[BEGIN Excerpted records]

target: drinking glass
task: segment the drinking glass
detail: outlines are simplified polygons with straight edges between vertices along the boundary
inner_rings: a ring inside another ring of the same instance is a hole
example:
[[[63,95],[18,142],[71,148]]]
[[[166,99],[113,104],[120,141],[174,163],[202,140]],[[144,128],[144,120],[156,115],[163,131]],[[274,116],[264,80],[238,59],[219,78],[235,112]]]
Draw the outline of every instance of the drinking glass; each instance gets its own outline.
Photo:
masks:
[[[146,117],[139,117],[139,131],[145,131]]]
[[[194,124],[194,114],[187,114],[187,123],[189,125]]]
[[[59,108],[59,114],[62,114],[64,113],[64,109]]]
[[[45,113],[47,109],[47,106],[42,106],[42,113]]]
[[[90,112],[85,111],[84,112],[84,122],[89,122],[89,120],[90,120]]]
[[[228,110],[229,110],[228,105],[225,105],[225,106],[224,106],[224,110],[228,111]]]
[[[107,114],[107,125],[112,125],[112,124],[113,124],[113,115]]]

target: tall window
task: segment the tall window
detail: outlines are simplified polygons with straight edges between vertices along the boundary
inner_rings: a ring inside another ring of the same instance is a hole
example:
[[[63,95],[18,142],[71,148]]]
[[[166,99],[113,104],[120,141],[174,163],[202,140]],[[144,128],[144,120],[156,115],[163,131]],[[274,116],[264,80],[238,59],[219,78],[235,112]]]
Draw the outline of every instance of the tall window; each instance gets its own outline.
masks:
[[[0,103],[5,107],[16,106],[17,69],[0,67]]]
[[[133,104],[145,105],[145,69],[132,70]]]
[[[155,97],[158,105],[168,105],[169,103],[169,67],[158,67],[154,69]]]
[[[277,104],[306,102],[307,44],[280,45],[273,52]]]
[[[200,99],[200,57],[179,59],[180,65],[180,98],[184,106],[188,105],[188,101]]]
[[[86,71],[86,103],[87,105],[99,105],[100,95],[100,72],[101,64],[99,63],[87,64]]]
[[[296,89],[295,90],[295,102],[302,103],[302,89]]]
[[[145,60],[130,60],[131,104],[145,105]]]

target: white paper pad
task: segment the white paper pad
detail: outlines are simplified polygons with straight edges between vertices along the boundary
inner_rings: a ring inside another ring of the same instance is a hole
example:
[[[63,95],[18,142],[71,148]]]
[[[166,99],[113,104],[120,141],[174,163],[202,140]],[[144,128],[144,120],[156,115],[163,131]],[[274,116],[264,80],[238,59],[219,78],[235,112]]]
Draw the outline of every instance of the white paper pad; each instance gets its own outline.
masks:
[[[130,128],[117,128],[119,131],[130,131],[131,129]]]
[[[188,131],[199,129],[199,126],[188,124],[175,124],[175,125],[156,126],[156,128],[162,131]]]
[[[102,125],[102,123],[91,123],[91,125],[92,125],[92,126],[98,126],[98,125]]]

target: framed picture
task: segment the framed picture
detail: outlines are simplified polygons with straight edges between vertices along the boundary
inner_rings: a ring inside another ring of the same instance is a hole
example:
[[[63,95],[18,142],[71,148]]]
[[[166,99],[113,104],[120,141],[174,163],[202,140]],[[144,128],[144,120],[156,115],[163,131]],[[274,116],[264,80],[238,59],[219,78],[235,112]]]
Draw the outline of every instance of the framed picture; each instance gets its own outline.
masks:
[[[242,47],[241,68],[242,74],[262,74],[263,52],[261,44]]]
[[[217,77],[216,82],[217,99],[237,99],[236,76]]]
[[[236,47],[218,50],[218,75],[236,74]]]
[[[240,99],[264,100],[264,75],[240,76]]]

[END Excerpted records]

> [Exercise instructions] Rewrite the listing above, replacing "straight edges" with "straight segments" everywhere and leaving everything else unchanged.

> [Result for this task]
target: drinking glass
task: segment the drinking glass
detail: outlines are simplified polygons with straight segments between vertices along the boundary
inner_rings: a ring inside another ring of the same instance is a hole
example:
[[[63,95],[18,142],[71,148]]]
[[[166,99],[113,104],[120,141],[174,163],[202,140]],[[144,128],[144,120],[156,115],[163,131]],[[274,116],[264,80],[238,59],[219,78],[235,112]]]
Draw the outline of every instance of the drinking glass; each instance gets its own outline.
Photo:
masks:
[[[146,117],[139,117],[139,131],[145,131]]]
[[[194,124],[194,114],[187,114],[187,123],[189,125]]]
[[[59,108],[59,114],[62,114],[64,113],[64,109]]]
[[[45,113],[47,109],[47,106],[42,106],[42,113]]]
[[[90,112],[85,111],[84,112],[84,122],[89,122],[89,120],[90,120]]]
[[[228,110],[229,110],[228,105],[225,105],[225,106],[224,106],[224,110],[228,111]]]
[[[107,114],[107,125],[112,125],[112,124],[113,124],[113,115]]]

target: tall window
task: segment the tall window
detail: outlines are simplified polygons with straight segments between vertices along the boundary
inner_rings: a ring inside another ring of the same instance is a hole
example:
[[[63,95],[18,142],[71,148]]]
[[[166,99],[113,104],[120,141],[174,163],[202,140]],[[144,128],[144,120],[156,115],[163,131]],[[274,116],[264,80],[238,59],[219,78],[235,112]]]
Draw the outline of every instance of the tall window; each instance gets its own outline.
masks:
[[[0,103],[5,107],[16,106],[17,69],[0,67]]]
[[[133,104],[145,105],[145,69],[132,70]]]
[[[155,97],[158,105],[168,105],[169,103],[169,67],[158,67],[154,69]]]
[[[277,104],[306,102],[307,44],[280,45],[273,52]]]
[[[200,99],[200,57],[179,59],[180,65],[180,98],[184,106],[188,105],[188,101]]]
[[[86,71],[86,103],[87,105],[99,105],[100,95],[100,72],[101,64],[99,63],[87,64]]]
[[[296,89],[295,90],[295,102],[302,103],[302,89]]]
[[[145,60],[130,60],[131,104],[145,105]]]

target: white paper pad
task: segment the white paper pad
detail: outlines are simplified polygons with straight segments between vertices along the boundary
inner_rings: a ring inside another ring of the same instance is a hole
example:
[[[63,95],[18,142],[71,148]]]
[[[166,99],[113,104],[120,141],[174,163],[202,140]],[[144,128],[144,120],[156,115],[163,131]],[[274,116],[264,80],[238,59],[219,78],[235,112]]]
Draw the outline of every instance of the white paper pad; each instance gets its own outline.
masks:
[[[130,128],[117,128],[119,131],[130,131],[131,129]]]
[[[188,131],[199,129],[199,126],[188,124],[175,124],[175,125],[156,126],[156,128],[162,131]]]
[[[102,125],[102,123],[91,123],[91,125],[92,125],[92,126],[98,126],[98,125]]]

target: framed picture
task: segment the framed picture
detail: outlines are simplified polygons with straight segments between vertices along the boundary
inner_rings: a ring inside another ring of the same instance is a hole
example:
[[[63,95],[18,142],[71,148]]]
[[[166,99],[113,104],[120,141],[174,163],[202,140]],[[144,128],[144,120],[156,115],[163,131]],[[274,116],[264,80],[238,59],[219,78],[235,112]]]
Draw the outline of every instance of the framed picture; each instance gets its own outline.
masks:
[[[242,47],[241,68],[242,74],[262,74],[263,52],[261,44]]]
[[[217,77],[216,82],[217,99],[237,99],[236,76]]]
[[[236,47],[218,50],[218,75],[236,74]]]
[[[240,99],[264,100],[264,75],[240,76]]]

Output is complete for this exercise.